§ AIM:
Write out each line exactly as it stands, please.

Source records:

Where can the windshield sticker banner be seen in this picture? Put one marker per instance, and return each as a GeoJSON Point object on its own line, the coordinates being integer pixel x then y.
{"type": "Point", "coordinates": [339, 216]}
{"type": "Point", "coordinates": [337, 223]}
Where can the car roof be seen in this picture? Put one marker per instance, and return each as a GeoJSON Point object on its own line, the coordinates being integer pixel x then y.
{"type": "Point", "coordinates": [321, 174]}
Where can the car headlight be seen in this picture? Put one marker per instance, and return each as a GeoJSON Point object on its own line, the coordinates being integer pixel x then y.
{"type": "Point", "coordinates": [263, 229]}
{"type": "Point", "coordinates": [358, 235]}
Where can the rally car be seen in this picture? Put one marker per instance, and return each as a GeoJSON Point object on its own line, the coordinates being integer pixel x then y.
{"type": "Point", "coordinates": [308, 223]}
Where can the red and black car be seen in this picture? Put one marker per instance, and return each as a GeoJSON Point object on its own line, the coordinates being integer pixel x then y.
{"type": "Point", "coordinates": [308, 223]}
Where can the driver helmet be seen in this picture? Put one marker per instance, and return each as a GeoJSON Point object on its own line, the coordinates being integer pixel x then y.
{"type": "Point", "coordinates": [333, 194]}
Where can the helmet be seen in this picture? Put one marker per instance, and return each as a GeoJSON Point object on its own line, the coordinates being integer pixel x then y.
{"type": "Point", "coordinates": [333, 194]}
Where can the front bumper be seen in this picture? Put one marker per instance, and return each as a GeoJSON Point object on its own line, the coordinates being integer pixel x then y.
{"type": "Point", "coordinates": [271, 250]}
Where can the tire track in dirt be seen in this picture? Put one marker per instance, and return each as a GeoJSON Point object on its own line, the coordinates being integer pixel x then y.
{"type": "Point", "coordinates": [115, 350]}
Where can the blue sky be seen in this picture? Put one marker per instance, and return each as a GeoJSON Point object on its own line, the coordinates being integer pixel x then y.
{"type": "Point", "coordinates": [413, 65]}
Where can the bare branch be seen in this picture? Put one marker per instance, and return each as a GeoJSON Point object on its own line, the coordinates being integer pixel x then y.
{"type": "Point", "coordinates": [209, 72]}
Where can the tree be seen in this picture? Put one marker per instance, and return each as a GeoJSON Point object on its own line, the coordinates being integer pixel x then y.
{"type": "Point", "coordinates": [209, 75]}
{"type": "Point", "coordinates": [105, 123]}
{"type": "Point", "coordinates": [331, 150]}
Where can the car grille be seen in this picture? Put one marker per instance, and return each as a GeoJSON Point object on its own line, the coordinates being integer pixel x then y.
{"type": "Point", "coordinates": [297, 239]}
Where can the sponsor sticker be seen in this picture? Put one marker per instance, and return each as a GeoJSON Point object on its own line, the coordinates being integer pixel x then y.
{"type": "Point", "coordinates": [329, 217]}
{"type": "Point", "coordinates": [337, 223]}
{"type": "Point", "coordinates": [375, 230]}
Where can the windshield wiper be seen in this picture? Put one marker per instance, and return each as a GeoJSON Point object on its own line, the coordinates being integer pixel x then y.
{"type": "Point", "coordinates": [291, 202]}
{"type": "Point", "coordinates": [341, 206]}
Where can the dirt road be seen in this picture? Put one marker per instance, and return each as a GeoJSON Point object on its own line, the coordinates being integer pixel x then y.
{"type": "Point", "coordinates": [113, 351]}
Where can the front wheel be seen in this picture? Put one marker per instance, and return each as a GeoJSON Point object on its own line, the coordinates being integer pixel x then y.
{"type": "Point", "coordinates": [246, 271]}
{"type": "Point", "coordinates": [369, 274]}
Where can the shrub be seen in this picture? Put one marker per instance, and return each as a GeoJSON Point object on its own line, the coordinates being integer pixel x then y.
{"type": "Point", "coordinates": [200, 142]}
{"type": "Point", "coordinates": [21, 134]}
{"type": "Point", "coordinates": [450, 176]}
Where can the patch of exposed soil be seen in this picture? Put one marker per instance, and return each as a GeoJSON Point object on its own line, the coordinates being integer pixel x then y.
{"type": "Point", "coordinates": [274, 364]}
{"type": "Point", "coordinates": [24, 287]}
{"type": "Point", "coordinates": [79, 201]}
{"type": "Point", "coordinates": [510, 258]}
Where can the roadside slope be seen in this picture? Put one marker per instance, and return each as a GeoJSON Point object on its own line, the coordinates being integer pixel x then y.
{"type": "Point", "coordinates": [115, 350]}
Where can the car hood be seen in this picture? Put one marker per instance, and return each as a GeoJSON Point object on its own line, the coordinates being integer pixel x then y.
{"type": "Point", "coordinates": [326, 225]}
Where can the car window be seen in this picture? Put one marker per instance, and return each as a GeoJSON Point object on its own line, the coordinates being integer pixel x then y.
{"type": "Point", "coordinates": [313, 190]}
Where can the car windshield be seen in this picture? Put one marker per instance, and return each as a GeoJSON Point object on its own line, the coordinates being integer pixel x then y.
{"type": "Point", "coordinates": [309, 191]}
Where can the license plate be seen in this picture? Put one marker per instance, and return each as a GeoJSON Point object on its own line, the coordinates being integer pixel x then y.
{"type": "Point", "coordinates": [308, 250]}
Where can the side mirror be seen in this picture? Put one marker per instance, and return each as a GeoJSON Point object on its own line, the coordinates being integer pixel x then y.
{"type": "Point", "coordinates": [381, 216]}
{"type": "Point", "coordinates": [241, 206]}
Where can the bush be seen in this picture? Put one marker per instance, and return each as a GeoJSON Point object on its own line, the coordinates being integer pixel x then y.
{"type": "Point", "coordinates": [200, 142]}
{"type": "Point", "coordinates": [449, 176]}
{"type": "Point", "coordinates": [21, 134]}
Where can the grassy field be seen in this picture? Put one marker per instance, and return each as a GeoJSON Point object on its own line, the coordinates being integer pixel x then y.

§ WRITTEN ANSWER:
Where can the windshield sticker banner be seen in this picture? Put one marker per instance, and return each as a GeoJSON Point object on its own line, the coordinates being integer pixel x then y.
{"type": "Point", "coordinates": [339, 216]}
{"type": "Point", "coordinates": [337, 223]}
Where can the car roof be seen in this picture? Put one marker per instance, and return each as a GeoJSON Point object on its own line, the coordinates being integer pixel x then y.
{"type": "Point", "coordinates": [321, 174]}
Where can the car headlight be seen in this picture? Put one marker per instance, and return each as a GeoJSON Point object on its own line, the coordinates being integer pixel x then y.
{"type": "Point", "coordinates": [263, 229]}
{"type": "Point", "coordinates": [358, 235]}
Where can the rally car be seen in this picture? Put one marker per instance, and return each as a GeoJSON Point object on its own line, the coordinates being integer pixel x then y.
{"type": "Point", "coordinates": [308, 223]}
Where can the red and black car be seen in this picture? Put one marker per instance, and return each as a GeoJSON Point object on its own line, the coordinates being integer pixel x then y.
{"type": "Point", "coordinates": [308, 223]}
Where can the driver helmet be seen in this picture? Put one marker per instance, and return each as a GeoJSON Point object on its own line, the coordinates being integer pixel x then y.
{"type": "Point", "coordinates": [333, 194]}
Where can the helmet be seen in this picture? Put one marker per instance, and return each as a GeoJSON Point object on its own line, the coordinates being integer pixel x then y.
{"type": "Point", "coordinates": [333, 194]}
Where can the front bumper be seen in this picture? Put one marker per instance, and return each as a GeoJSON Point object on its own line, the coordinates being integer pixel x then y.
{"type": "Point", "coordinates": [271, 250]}
Where can the tire track in dirt be seen in this picture? Put one marker per instance, and return each as a GeoJSON Point object on its own line, the coordinates being integer pixel x then y.
{"type": "Point", "coordinates": [115, 350]}
Where can the blue sky be seen in this picture? Put one marker per instance, and return each as a GeoJSON Point object on its own line, the coordinates being integer pixel x then y.
{"type": "Point", "coordinates": [413, 65]}
Where can the bare branch be seen in this picture? Put one marker per instance, and return each as a GeoJSON Point object on its own line, the coordinates being integer pixel x then y.
{"type": "Point", "coordinates": [209, 72]}
Where can the tree be seen in this picture? Put one marker per instance, and return each as a GeoJSON Point object on its own line, the coordinates being integer pixel x then y.
{"type": "Point", "coordinates": [209, 75]}
{"type": "Point", "coordinates": [105, 123]}
{"type": "Point", "coordinates": [331, 150]}
Where can the car grille be seen in this picture? Put one marker per instance, and return each as a GeoJSON Point object on its own line, the coordinates being integer pixel x then y.
{"type": "Point", "coordinates": [297, 239]}
Where can the sponsor sticker be seen in this picture? Put one marker per instance, and return each as a GeoJSON Point object on its own line, the coordinates being integer pixel x then y.
{"type": "Point", "coordinates": [329, 217]}
{"type": "Point", "coordinates": [337, 223]}
{"type": "Point", "coordinates": [375, 230]}
Where can the windshield wiper be seen in this picture? Put one marker per instance, and return each as a GeoJSON Point object on its own line, the coordinates being integer pixel x then y.
{"type": "Point", "coordinates": [291, 202]}
{"type": "Point", "coordinates": [341, 206]}
Where can the dirt road be seen in this picture? Put one marker per instance, and return each as a GeoJSON Point object on its own line, the coordinates being integer pixel x then y.
{"type": "Point", "coordinates": [113, 351]}
Where can the front wheel be seen in this picture? Put one marker per instance, and return each as a GeoJSON Point object on its own line, the coordinates being integer pixel x then y.
{"type": "Point", "coordinates": [246, 271]}
{"type": "Point", "coordinates": [369, 274]}
Where can the shrub be seen in this picture? Put one marker per instance, and return each as a GeoJSON Point object on its own line, the coordinates being integer pixel x then y.
{"type": "Point", "coordinates": [200, 142]}
{"type": "Point", "coordinates": [21, 134]}
{"type": "Point", "coordinates": [450, 176]}
Where can the patch of exposed soil be seen in this picture? Put one marker per instance, and return each as a GeoJSON Point object on its own line, the coordinates being integer pixel x then y.
{"type": "Point", "coordinates": [274, 364]}
{"type": "Point", "coordinates": [24, 287]}
{"type": "Point", "coordinates": [79, 201]}
{"type": "Point", "coordinates": [510, 258]}
Where can the roadside slope be seen in this picture? Put one marker per instance, and return each as a GeoJSON Point object on its own line, the coordinates being integer pixel x then y.
{"type": "Point", "coordinates": [115, 350]}
Where can the car hood be seen in this picture? Put one marker per instance, and return each as a GeoJSON Point object on its own line, the coordinates being integer pixel x then y.
{"type": "Point", "coordinates": [326, 225]}
Where can the car window be seen in this picture? Put one marker per instance, and return each as a GeoJSON Point object on its own line, the coordinates being integer pixel x then y.
{"type": "Point", "coordinates": [313, 190]}
Where can the car windshield be seen in this picture? Put one marker per instance, and return each as a GeoJSON Point object on its own line, the coordinates being integer pixel x then y.
{"type": "Point", "coordinates": [309, 191]}
Where can the license plate be seen in this picture? Put one marker per instance, and return each as a GeoJSON Point object on its own line, the coordinates being integer pixel x then y.
{"type": "Point", "coordinates": [308, 250]}
Where can the side mirror be seen in this picture? Put one marker per instance, and return each as a GeoJSON Point object on its own line, the coordinates being integer pixel x then y.
{"type": "Point", "coordinates": [381, 216]}
{"type": "Point", "coordinates": [241, 206]}
Where can the bush be seen in this picture? Put one marker per instance, and return each as a GeoJSON Point object on its own line, the coordinates being integer pixel x then y.
{"type": "Point", "coordinates": [200, 142]}
{"type": "Point", "coordinates": [449, 176]}
{"type": "Point", "coordinates": [21, 134]}
Where can the grassy field be seen in this picture? Put one marker per instance, and return each as a GeoJSON Point object on its own line, the coordinates being integer pixel x then y.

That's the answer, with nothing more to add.